| WORK TO BE COMPLETED |
The Ola Electric article below gives holding figures for several shareholder groups. List every group along with its starting and ending percentage.

| TEXT EXTRACT |
<<<<

Ola Electric: Why Are Institutional Investors Turning Bullish on This EV Stock?
Alex Smith
3 hours ago
Synopsis: Ola Electric’s stock has more than doubled in three months, supported by rising institutional ownership and improving business fundamentals. From a successful QIP and battery localisation to stronger cash flows and an expanding product pipeline, the company is building a stronger long-term growth story despite profitability and execution challenges.
The electric vehicle industry in India continues to be among the most observed sectors in the past year, but there have been several hurdles as well. Weak demand, competitive pricing, regulatory issues, and worries about profitability have impacted the value of the majority of listed EV companies in India. With a market cap of Rs 18,500 crore, the shares of Ola Electric Mobility Ltd are trading at Rs 40 and have given a return of more than 70% in the last 3 months, with a high of more than 100%.
A Stunning Comeback
Ola Electric Mobility Ltd was not immune from these pressures either. After its public listing, the company’s stock experienced a sharp correction due to the fact that the sustainability of growth and reduced losses were being doubted. However, over the past three months, things seem to have changed considerably for the better.
The company’s stock has rallied by more than 100% and become one of the best-performing stocks in the electric vehicle industry. This brings us to an interesting question: what has happened, and perhaps even more importantly, why are institutional investors adding exposure when the company is still in its investment phase?
The answer appears to lie beyond the stock’s impressive price performance. Over the past few months, Ola Electric has announced a series of strategic initiatives aimed at strengthening its long-term competitive position, while simultaneously showing early signs of operational improvement. These developments have gradually shifted investor focus from short-term profitability concerns towards the company’s long-term execution strategy.
Growing Institutional Confidence
The most positive aspect of the company has been the rise in institutional holdings during the June 2026 quarter. According to the latest shareholding pattern, holdings by DIIs rose from 7.01% in March 2026 to 11.24% in June 2026.
On the other hand, there was also a rise in FII holdings, which increased from 4.00% to 5.12% at the end of June 2026, while there was a drop in public holdings from 49.64% to 46.13%. There was also a fall in holdings by promoters from 34.59% to 32.96%, but that too on account of equity dilution.

>>>>

| EXTRACTED ENTRIES |
<<<<

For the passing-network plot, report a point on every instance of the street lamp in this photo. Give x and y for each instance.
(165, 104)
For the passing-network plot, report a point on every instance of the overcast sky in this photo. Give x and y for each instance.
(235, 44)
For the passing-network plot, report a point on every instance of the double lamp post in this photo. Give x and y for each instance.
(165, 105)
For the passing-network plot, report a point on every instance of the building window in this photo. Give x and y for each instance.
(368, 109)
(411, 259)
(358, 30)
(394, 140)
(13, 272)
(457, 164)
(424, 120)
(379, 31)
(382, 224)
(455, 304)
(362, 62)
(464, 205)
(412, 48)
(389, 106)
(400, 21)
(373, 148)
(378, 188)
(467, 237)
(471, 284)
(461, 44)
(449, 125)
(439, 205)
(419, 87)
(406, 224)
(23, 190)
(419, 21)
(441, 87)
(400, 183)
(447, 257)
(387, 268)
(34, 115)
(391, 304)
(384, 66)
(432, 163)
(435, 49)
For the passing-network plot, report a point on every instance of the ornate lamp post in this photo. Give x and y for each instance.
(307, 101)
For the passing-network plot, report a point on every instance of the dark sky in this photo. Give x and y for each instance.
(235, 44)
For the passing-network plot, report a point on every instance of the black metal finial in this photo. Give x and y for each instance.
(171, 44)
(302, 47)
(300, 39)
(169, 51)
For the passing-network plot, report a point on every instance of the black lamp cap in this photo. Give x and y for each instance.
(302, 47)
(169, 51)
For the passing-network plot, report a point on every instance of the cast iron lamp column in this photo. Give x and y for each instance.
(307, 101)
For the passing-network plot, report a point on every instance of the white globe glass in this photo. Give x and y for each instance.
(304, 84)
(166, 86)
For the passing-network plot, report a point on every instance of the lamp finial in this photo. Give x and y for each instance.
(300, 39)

>>>>

| OUTPUT BELOW |
- DIIs: 7.01% to 11.24%
- FIIs: 4.00% to 5.12%
- Public: 49.64% to 46.13%
- Promoters: 34.59% to 32.96%